#### [Problem]
Can you format every line of the items below as a numbered list, skipping any blank lines and leaving the pictures out?

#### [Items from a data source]

******

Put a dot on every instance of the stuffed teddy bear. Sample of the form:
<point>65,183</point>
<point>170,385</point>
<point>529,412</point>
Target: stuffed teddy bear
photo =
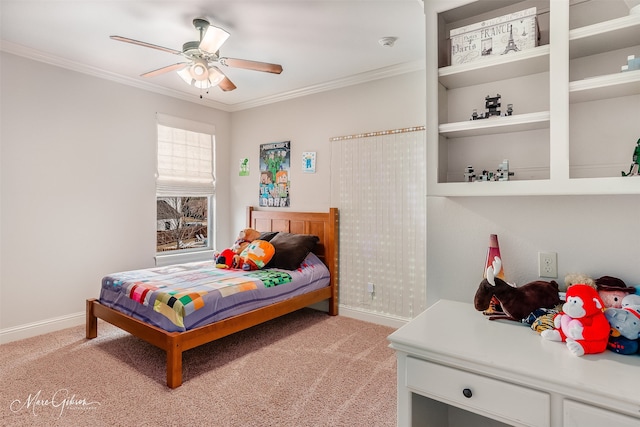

******

#### [Answer to this exercise]
1. Put a dot on every instance of the stuffed teddy bear. Sample of the form:
2. <point>65,183</point>
3. <point>170,385</point>
4. <point>529,412</point>
5. Target: stuffed teddy bear
6. photo =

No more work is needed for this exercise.